Aim
Rewrite the lines starting at the one containing "--target white chair cushion" and ending at the one containing "Give the mask of every instance of the white chair" as a numbered list, leaving out any blank lines.

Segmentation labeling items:
* Begin *

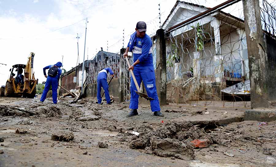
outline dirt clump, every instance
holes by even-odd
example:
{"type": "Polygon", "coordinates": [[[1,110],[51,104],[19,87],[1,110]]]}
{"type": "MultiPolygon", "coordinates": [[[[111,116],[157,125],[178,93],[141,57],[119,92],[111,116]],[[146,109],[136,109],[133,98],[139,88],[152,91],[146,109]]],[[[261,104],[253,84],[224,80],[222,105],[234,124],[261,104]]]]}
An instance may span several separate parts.
{"type": "MultiPolygon", "coordinates": [[[[146,153],[161,157],[193,159],[194,155],[191,141],[205,139],[209,140],[210,144],[213,143],[211,138],[204,130],[188,122],[167,122],[155,130],[150,125],[143,125],[134,128],[133,131],[139,135],[132,136],[130,148],[145,149],[146,153]]],[[[121,133],[124,131],[120,129],[118,131],[121,133]]],[[[131,134],[124,135],[127,136],[131,134]]]]}
{"type": "Polygon", "coordinates": [[[59,116],[61,112],[59,107],[55,106],[46,106],[41,107],[40,108],[40,112],[46,115],[47,116],[52,117],[59,116]]]}
{"type": "Polygon", "coordinates": [[[0,105],[0,115],[3,116],[31,116],[36,113],[19,105],[0,105]]]}
{"type": "Polygon", "coordinates": [[[110,131],[116,131],[117,130],[117,127],[115,125],[109,125],[107,127],[107,129],[110,131]]]}
{"type": "Polygon", "coordinates": [[[108,145],[107,144],[101,142],[98,142],[98,145],[100,148],[107,148],[108,146],[108,145]]]}
{"type": "Polygon", "coordinates": [[[53,140],[69,142],[74,139],[75,136],[72,132],[60,131],[55,132],[51,137],[53,140]]]}
{"type": "Polygon", "coordinates": [[[17,125],[30,125],[33,123],[33,121],[26,120],[21,120],[16,123],[17,125]]]}

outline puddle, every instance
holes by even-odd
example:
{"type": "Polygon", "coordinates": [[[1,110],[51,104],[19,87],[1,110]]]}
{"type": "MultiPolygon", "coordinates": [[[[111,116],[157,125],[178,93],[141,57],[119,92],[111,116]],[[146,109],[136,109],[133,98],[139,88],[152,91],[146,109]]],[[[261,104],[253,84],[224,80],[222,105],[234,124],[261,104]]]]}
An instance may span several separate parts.
{"type": "Polygon", "coordinates": [[[2,130],[0,131],[0,134],[3,134],[7,133],[15,133],[15,130],[11,130],[10,129],[7,129],[6,130],[2,130]]]}
{"type": "Polygon", "coordinates": [[[16,150],[12,148],[9,148],[9,147],[0,147],[0,150],[8,150],[8,151],[14,151],[16,150]]]}
{"type": "Polygon", "coordinates": [[[93,135],[98,135],[100,136],[115,136],[117,135],[118,133],[115,132],[111,132],[109,131],[93,131],[92,133],[93,135]]]}
{"type": "Polygon", "coordinates": [[[191,162],[189,164],[190,167],[241,167],[239,165],[225,164],[211,164],[204,162],[191,162]]]}
{"type": "Polygon", "coordinates": [[[273,157],[266,157],[266,163],[268,164],[276,164],[276,159],[273,157]]]}

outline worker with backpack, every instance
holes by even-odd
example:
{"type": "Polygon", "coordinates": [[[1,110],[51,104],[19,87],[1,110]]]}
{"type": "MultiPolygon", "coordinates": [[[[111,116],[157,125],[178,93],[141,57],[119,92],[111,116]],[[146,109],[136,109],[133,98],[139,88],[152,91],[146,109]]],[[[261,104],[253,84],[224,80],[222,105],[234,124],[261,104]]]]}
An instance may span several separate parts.
{"type": "Polygon", "coordinates": [[[41,102],[43,102],[45,100],[47,93],[49,91],[50,87],[52,86],[53,102],[54,104],[56,104],[57,88],[59,85],[59,77],[61,74],[62,72],[61,69],[60,68],[62,66],[61,62],[59,62],[54,65],[50,65],[43,68],[43,73],[45,77],[47,78],[47,80],[46,80],[43,92],[40,99],[41,102]],[[47,69],[49,69],[48,76],[46,75],[46,70],[47,69]]]}

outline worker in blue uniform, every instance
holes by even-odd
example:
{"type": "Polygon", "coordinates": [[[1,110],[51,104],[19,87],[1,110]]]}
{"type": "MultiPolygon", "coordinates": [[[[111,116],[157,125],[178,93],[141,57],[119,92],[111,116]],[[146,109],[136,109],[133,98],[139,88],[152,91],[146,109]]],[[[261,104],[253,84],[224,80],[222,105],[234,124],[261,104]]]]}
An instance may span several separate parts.
{"type": "MultiPolygon", "coordinates": [[[[151,108],[155,116],[164,116],[160,112],[160,106],[157,96],[155,84],[155,74],[153,67],[151,47],[152,43],[150,37],[146,34],[147,25],[144,21],[139,21],[136,25],[135,32],[130,36],[124,57],[128,56],[128,52],[132,51],[134,62],[128,70],[133,71],[139,85],[142,81],[144,83],[148,96],[154,99],[151,100],[151,108]]],[[[130,81],[130,103],[129,108],[131,109],[128,117],[138,115],[139,95],[135,92],[137,89],[132,77],[130,81]]]]}
{"type": "Polygon", "coordinates": [[[108,90],[108,84],[107,83],[107,73],[109,74],[112,77],[114,76],[113,72],[110,68],[106,68],[102,69],[98,74],[97,78],[97,99],[98,100],[98,104],[102,103],[102,97],[101,95],[101,91],[102,87],[105,91],[105,100],[106,103],[110,104],[110,97],[109,96],[109,91],[108,90]]]}
{"type": "Polygon", "coordinates": [[[57,89],[59,85],[59,77],[61,74],[61,69],[60,67],[62,66],[62,63],[60,62],[56,63],[54,65],[50,65],[46,66],[43,68],[43,73],[44,76],[47,78],[45,87],[43,90],[40,101],[43,102],[45,100],[47,93],[49,91],[50,87],[52,86],[52,94],[53,97],[53,102],[54,104],[57,103],[57,89]],[[46,70],[49,69],[48,71],[48,76],[46,75],[46,70]]]}

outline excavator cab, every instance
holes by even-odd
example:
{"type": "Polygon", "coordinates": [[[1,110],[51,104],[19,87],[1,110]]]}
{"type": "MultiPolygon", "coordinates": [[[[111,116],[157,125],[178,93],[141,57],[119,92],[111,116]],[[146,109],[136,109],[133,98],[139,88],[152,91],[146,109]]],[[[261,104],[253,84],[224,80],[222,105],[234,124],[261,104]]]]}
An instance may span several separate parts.
{"type": "Polygon", "coordinates": [[[31,53],[26,65],[15,64],[10,69],[10,78],[6,86],[1,87],[0,96],[32,98],[35,97],[38,80],[35,79],[33,71],[34,55],[31,53]]]}

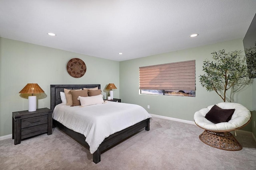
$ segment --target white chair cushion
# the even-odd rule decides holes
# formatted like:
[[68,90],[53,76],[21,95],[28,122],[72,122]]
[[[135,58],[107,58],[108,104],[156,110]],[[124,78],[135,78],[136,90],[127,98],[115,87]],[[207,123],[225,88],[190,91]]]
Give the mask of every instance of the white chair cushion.
[[231,119],[228,122],[215,124],[204,117],[214,105],[211,105],[196,111],[194,116],[195,123],[198,126],[211,131],[228,131],[241,127],[251,117],[251,112],[242,105],[235,103],[221,102],[216,105],[224,109],[235,109]]

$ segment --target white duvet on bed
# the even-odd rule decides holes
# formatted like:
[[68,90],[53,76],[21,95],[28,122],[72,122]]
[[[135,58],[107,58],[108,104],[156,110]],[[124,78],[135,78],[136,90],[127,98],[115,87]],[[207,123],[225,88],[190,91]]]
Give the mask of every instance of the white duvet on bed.
[[53,118],[68,128],[83,134],[93,153],[105,138],[151,116],[142,107],[113,102],[84,107],[61,104]]

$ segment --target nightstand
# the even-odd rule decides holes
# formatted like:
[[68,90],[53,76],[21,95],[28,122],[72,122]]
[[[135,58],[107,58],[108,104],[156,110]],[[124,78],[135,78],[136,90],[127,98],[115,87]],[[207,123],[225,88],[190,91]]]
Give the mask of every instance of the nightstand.
[[107,100],[106,99],[105,99],[105,100],[106,100],[108,101],[111,101],[111,102],[119,102],[121,103],[121,99],[115,99],[115,98],[114,98],[113,99],[112,99],[112,100]]
[[52,110],[48,108],[12,112],[12,139],[14,145],[22,139],[42,133],[52,133]]

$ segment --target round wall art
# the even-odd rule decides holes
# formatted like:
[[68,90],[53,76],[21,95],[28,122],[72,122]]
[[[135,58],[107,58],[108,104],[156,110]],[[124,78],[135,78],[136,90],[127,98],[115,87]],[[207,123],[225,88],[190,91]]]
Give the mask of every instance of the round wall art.
[[75,78],[80,78],[85,74],[86,66],[81,59],[74,58],[67,64],[67,70],[69,75]]

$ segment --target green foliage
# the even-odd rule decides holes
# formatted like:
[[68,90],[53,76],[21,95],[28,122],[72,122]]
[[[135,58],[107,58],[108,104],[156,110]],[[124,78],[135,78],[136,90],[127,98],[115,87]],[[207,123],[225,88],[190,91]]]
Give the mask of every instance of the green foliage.
[[256,78],[256,42],[255,46],[245,50],[248,74],[250,78]]
[[[247,74],[244,57],[241,51],[226,53],[225,50],[212,53],[214,61],[206,60],[203,63],[204,75],[200,82],[207,91],[213,91],[226,102],[226,92],[230,88],[238,90],[245,85],[251,83]],[[235,90],[234,90],[234,89]]]

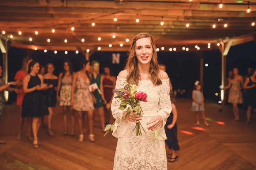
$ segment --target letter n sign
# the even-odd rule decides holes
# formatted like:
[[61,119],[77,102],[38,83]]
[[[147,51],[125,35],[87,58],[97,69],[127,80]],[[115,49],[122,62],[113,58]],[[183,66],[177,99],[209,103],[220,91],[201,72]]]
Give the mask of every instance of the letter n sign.
[[120,54],[112,53],[112,64],[119,64],[120,63]]

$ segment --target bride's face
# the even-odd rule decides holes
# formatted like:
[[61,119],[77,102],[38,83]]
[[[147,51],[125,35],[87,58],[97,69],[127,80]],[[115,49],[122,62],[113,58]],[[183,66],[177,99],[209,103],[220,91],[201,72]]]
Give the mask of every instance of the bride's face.
[[139,63],[147,64],[150,63],[153,55],[153,48],[148,38],[139,39],[135,43],[135,52]]

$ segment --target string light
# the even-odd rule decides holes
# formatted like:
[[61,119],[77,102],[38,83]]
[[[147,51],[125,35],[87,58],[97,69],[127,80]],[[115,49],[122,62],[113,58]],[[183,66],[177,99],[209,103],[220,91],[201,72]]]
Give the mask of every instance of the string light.
[[163,23],[163,17],[162,17],[162,21],[160,23],[160,25],[163,25],[164,23]]
[[221,9],[223,8],[223,4],[222,4],[222,1],[221,0],[221,3],[219,5],[219,8]]
[[251,9],[250,9],[250,1],[248,1],[248,7],[247,8],[247,10],[246,10],[246,12],[247,13],[249,13],[251,12]]

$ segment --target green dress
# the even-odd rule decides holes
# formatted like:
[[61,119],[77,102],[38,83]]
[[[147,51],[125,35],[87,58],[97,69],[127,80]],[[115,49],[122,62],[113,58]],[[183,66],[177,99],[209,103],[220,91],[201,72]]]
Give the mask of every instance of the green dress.
[[[94,78],[93,74],[91,75],[91,84],[95,83],[97,84],[98,87],[99,88],[101,87],[101,76],[99,74],[97,74],[96,78]],[[102,102],[102,97],[98,90],[95,90],[93,92],[93,94],[96,99],[96,103],[94,103],[94,107],[98,108],[103,106]]]
[[[5,84],[4,80],[3,79],[0,79],[0,86],[4,86]],[[4,98],[4,90],[0,91],[0,120],[2,117],[2,113],[3,113],[3,108],[4,106],[4,103],[5,102],[5,99]]]

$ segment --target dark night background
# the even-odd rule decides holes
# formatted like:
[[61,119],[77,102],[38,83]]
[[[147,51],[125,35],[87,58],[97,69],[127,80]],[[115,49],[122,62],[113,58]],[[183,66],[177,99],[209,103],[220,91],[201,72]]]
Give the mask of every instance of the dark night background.
[[[256,42],[251,41],[231,47],[227,58],[227,74],[234,67],[238,67],[240,74],[244,76],[247,74],[248,67],[256,67]],[[90,61],[97,60],[101,64],[101,73],[104,66],[109,67],[113,75],[117,76],[124,68],[127,59],[126,52],[115,52],[120,54],[120,63],[112,64],[112,52],[96,52],[90,57]],[[193,83],[199,80],[199,59],[195,52],[158,52],[159,63],[166,66],[166,72],[172,82],[174,90],[186,90],[185,96],[191,97],[191,92],[193,88]],[[23,59],[26,56],[26,49],[11,47],[8,56],[8,81],[13,80],[16,72],[21,66]],[[57,54],[53,51],[34,51],[31,55],[33,60],[45,66],[52,63],[56,67],[54,74],[58,76],[63,70],[63,62],[70,60],[73,64],[74,70],[78,71],[79,61],[84,57],[80,53],[68,51],[65,55],[63,51],[58,51]],[[2,66],[3,58],[0,51],[0,64]],[[220,93],[218,87],[221,83],[221,54],[218,50],[205,51],[204,64],[207,63],[208,67],[204,68],[204,92],[206,98],[217,102],[220,100],[220,96],[215,96],[216,92]],[[10,93],[9,102],[16,100],[15,93]]]

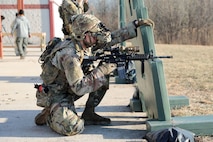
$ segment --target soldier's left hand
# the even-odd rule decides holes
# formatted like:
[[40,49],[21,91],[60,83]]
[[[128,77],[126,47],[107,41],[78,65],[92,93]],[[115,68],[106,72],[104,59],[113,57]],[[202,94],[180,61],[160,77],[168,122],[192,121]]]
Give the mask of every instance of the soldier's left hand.
[[154,29],[155,23],[151,19],[138,19],[134,21],[134,24],[137,27],[140,26],[151,26]]

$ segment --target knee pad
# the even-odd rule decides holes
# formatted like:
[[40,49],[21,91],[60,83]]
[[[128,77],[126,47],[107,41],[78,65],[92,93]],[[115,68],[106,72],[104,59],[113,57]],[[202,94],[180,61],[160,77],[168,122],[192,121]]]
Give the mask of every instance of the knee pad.
[[53,105],[47,123],[52,130],[66,136],[76,135],[84,130],[84,121],[68,107]]

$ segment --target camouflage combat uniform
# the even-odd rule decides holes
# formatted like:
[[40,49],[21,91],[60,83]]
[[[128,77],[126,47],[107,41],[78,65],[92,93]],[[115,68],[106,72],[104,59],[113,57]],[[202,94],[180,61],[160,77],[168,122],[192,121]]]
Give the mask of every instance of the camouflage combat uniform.
[[[129,26],[112,32],[112,41],[107,46],[136,35],[136,28],[130,23]],[[74,135],[84,129],[84,122],[75,111],[74,101],[90,93],[86,107],[97,106],[108,89],[106,86],[109,86],[108,78],[98,68],[84,73],[81,63],[82,51],[81,45],[75,39],[64,40],[59,42],[50,54],[49,62],[46,63],[48,69],[45,69],[45,65],[42,66],[41,78],[44,86],[48,88],[48,99],[43,103],[43,107],[50,108],[47,123],[62,135]]]

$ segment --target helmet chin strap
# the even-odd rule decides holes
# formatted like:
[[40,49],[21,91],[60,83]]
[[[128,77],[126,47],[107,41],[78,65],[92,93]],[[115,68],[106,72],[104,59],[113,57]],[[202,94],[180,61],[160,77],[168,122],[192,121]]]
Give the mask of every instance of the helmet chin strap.
[[[88,36],[88,35],[87,35]],[[87,41],[87,39],[86,38],[89,38],[89,42]],[[92,39],[91,39],[92,37],[91,36],[88,36],[88,37],[84,37],[84,39],[83,39],[83,44],[88,48],[88,47],[92,47],[92,46],[94,46],[95,45],[95,43],[92,43]]]

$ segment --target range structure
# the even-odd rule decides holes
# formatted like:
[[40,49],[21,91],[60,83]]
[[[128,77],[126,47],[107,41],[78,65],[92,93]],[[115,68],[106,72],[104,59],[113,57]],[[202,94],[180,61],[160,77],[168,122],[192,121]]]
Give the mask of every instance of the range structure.
[[[138,18],[149,18],[144,1],[120,0],[120,26]],[[152,27],[139,28],[137,38],[132,39],[131,43],[132,46],[140,47],[141,54],[152,52],[156,56]],[[168,96],[162,60],[145,60],[143,65],[135,61],[135,65],[137,91],[130,100],[130,107],[133,111],[147,112],[147,131],[175,126],[196,135],[213,134],[213,115],[171,117],[171,108],[189,105],[189,100],[185,96]]]

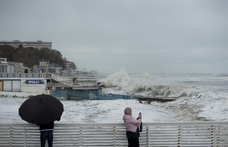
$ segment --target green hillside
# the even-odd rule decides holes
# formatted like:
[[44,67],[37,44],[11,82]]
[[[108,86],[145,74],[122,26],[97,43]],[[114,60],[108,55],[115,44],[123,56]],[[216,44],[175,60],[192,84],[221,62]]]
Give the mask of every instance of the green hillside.
[[65,69],[62,54],[54,49],[24,48],[22,45],[18,48],[14,48],[9,45],[4,45],[0,46],[0,58],[7,58],[7,61],[21,62],[27,67],[39,65],[40,60],[45,60],[49,61],[49,63],[58,64]]

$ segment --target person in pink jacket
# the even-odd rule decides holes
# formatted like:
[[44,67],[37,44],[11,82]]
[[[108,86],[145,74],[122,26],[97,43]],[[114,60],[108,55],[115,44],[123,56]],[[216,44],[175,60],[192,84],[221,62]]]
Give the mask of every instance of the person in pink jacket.
[[124,110],[123,121],[126,127],[126,136],[128,140],[128,147],[139,147],[139,128],[141,124],[142,116],[139,115],[137,119],[134,119],[132,116],[131,108],[127,107]]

* End *

Solved exercise
1. $ segment --target white chair cushion
2. # the even-odd rule decides holes
3. # formatted like:
4. [[68,90],[53,76],[21,95],[28,122],[72,122]]
5. [[[135,58],[107,58],[108,104],[156,110]],[[124,78],[135,78],[136,90],[127,98],[115,87]],[[207,123],[225,88],[190,91]]]
6. Give the mask of every instance of the white chair cushion.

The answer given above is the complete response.